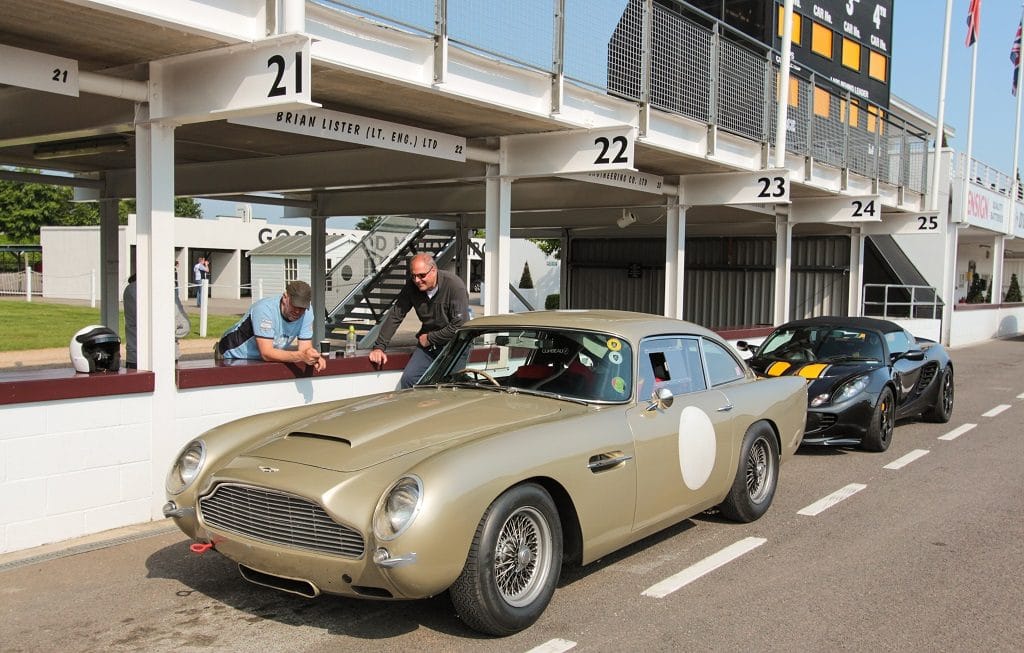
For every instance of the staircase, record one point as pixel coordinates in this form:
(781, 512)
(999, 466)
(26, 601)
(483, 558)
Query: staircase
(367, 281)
____________________
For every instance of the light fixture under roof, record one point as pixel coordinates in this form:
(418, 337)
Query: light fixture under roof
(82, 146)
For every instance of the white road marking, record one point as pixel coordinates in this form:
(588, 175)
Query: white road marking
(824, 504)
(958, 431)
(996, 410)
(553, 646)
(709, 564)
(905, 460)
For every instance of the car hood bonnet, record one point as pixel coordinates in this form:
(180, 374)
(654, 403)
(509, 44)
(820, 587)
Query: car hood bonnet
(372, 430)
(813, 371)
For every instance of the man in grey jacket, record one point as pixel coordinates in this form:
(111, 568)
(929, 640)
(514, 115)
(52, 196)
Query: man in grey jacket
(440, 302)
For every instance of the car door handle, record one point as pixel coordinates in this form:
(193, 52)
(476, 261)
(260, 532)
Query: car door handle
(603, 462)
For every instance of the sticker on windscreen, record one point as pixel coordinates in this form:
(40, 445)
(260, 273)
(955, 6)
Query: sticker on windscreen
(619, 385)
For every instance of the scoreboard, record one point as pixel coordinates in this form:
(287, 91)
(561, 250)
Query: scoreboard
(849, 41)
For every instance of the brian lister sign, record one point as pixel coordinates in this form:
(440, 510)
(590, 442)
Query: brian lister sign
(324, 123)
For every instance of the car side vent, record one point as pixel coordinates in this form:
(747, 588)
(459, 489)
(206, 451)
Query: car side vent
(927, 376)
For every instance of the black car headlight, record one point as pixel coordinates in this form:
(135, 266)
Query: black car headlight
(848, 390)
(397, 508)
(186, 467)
____________________
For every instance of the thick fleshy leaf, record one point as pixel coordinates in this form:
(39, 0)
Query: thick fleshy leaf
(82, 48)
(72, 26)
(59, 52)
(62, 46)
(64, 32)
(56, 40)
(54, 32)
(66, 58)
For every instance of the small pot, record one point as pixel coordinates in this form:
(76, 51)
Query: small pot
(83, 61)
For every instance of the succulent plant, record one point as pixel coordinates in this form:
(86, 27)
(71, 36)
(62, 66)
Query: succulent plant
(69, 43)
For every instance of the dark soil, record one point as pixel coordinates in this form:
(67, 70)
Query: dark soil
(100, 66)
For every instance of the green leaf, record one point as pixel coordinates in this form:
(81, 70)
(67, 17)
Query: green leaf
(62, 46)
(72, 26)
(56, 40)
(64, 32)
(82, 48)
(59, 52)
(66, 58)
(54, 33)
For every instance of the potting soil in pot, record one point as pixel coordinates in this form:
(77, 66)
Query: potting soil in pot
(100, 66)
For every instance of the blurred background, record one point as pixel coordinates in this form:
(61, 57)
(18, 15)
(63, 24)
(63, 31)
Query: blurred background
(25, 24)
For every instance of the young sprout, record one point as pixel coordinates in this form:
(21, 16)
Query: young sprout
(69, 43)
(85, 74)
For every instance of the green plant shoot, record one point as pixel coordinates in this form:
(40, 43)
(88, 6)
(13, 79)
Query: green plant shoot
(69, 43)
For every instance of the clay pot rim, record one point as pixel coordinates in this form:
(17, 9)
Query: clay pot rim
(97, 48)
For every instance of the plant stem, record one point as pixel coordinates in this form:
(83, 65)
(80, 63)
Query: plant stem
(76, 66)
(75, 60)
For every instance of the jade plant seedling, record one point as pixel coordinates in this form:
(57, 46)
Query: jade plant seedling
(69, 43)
____________________
◆ **Your instructions**
Please pull every line from the records above that contains the word "hood". Case counts.

◆ **Problem solution**
For every instance of the car hood bonnet, record one point as pixel coordinates in this form:
Query: car hood bonnet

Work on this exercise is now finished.